#### Short exercise a:
Reproduce the entire path tracer project overview below, word for word.

#### Source excerpt:
━━━━━━━━

CS 184: Computer Graphics and Imaging, Spring 2023

Project 3-1: Path Tracer



Overview

In this project, we have methodically implemented several key components: Ray Generation and Scene Intersection, Bounding Volume Hierarchy, Direct Illumination, Global Illumination, and Adaptive Sampling.

In Ray Generation and Scene Intersection, we implemented Generating Camera Rays and Generating Pixel Samples, alongside Ray-Triangle and Ray-Sphere Intersection algorithms. Our method starts by generating the equation of the ray in camera space and transforming it into world space. We then estimate the radiance of a pixel by averaging 'ns_aa' samples and test the ray-primitive intersections, combining the ray equations with the geometries of triangles and spheres.

In Bounding Volume Hierarchy, our approach to constructing the BVH involved a recursive process, using the x-coordinate average centroid of primitives for splitting. We developed methods for Intersecting the Bounding Box and the BVH itself. Challenges like stack overflow due to improper partitioning were tackled, and we improved the bounding box intersection conditions for more accurate results.

In Direct Illumination, we implemented Diffuse BSDF and Zero-bounce Illumination, and explored Direct Lighting using both Uniform Hemisphere Sampling and Importance Sampling Lights. We returned the reflection divided by PI as f(wi -> wo) and computed the zero-bounce radiance. Our primary sampling methods involved a Monte Carlo estimator, applied through uniform hemisphere sampling and importance sampling of lights.

In Global illumination, our implementation focused on Sampling with Diffuse BSDF. We ensured that at_least_one_bounce_radiance calls one_bounce_radiance, and then recursively calls itself for rendering images with global illumination effects. We resolved an issue where the global illumination effect was not visible due to the incorrect initialization of camera rays' depths, which was fixed by setting them to max_ray_depth.

━━━━━━━━

#### Record extracts:
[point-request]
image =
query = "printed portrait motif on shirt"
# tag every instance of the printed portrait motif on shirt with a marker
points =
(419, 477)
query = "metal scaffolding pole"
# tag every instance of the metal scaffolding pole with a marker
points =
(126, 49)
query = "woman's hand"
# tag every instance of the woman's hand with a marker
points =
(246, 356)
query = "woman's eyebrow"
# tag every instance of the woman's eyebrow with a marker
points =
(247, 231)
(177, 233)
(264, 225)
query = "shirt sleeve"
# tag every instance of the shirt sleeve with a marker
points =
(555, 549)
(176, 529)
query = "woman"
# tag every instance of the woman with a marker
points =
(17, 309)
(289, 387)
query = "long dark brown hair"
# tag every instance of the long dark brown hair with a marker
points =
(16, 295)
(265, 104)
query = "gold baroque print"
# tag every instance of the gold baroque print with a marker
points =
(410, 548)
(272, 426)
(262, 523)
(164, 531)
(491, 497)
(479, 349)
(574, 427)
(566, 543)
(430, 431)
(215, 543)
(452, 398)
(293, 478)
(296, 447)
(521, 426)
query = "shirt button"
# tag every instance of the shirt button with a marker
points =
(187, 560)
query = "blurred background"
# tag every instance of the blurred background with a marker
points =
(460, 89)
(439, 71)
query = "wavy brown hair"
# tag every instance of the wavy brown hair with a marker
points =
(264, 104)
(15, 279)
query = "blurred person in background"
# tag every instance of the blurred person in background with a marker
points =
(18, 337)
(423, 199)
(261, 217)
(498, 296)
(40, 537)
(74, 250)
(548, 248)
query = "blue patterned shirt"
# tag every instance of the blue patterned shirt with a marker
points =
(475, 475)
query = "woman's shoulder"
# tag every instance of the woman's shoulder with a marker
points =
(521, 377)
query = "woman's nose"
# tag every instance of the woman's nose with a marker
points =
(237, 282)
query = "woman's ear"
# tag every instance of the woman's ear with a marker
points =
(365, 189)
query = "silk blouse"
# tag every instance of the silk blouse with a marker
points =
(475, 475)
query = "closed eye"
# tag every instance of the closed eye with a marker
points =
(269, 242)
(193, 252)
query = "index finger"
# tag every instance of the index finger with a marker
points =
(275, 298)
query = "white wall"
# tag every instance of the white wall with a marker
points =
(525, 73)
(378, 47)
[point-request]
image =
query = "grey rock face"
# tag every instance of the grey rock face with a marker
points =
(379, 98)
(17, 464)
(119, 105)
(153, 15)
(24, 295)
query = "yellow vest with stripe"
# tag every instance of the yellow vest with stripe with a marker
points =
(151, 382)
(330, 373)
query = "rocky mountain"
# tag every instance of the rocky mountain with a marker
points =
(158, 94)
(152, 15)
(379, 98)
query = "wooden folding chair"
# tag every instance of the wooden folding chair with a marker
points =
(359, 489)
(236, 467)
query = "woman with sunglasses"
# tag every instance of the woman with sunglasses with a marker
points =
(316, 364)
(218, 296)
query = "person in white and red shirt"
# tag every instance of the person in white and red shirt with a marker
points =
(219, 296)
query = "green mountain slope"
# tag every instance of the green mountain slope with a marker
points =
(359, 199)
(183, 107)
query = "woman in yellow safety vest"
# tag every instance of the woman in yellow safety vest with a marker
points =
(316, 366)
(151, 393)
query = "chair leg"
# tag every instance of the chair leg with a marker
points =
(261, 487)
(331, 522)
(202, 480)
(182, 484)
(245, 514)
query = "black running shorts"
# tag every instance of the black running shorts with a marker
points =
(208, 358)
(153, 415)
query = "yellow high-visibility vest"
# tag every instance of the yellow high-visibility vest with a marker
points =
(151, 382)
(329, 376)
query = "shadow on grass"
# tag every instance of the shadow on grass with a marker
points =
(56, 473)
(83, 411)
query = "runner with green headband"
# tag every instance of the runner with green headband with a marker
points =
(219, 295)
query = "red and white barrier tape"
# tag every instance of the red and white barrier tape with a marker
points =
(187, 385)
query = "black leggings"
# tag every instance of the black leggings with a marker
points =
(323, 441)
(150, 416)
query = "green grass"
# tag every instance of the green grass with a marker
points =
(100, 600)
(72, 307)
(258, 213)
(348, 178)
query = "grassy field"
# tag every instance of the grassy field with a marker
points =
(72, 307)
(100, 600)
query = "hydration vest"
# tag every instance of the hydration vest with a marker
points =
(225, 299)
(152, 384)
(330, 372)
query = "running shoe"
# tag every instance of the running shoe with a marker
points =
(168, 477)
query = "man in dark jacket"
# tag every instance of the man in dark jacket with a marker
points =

━━━━━━━━

#### Short exercise b:
Pick out every line in the listing that contains the string "background" and copy each of those lines.

#### Complete output a:
CS 184: Computer Graphics and Imaging, Spring 2023

Project 3-1: Path Tracer



Overview

In this project, we have methodically implemented several key components: Ray Generation and Scene Intersection, Bounding Volume Hierarchy, Direct Illumination, Global Illumination, and Adaptive Sampling.

In Ray Generation and Scene Intersection, we implemented Generating Camera Rays and Generating Pixel Samples, alongside Ray-Triangle and Ray-Sphere Intersection algorithms. Our method starts by generating the equation of the ray in camera space and transforming it into world space. We then estimate the radiance of a pixel by averaging 'ns_aa' samples and test the ray-primitive intersections, combining the ray equations with the geometries of triangles and spheres.

In Bounding Volume Hierarchy, our approach to constructing the BVH involved a recursive process, using the x-coordinate average centroid of primitives for splitting. We developed methods for Intersecting the Bounding Box and the BVH itself. Challenges like stack overflow due to improper partitioning were tackled, and we improved the bounding box intersection conditions for more accurate results.

In Direct Illumination, we implemented Diffuse BSDF and Zero-bounce Illumination, and explored Direct Lighting using both Uniform Hemisphere Sampling and Importance Sampling Lights. We returned the reflection divided by PI as f(wi -> wo) and computed the zero-bounce radiance. Our primary sampling methods involved a Monte Carlo estimator, applied through uniform hemisphere sampling and importance sampling of lights.

In Global illumination, our implementation focused on Sampling with Diffuse BSDF. We ensured that at_least_one_bounce_radiance calls one_bounce_radiance, and then recursively calls itself for rendering images with global illumination effects. We resolved an issue where the global illumination effect was not visible due to the incorrect initialization of camera rays' depths, which was fixed by setting them to max_ray_depth.

#### Complete output b:
query = "blurred background"
# tag every instance of the blurred background with a marker
query = "blurred person in background"
# tag every instance of the blurred person in background with a marker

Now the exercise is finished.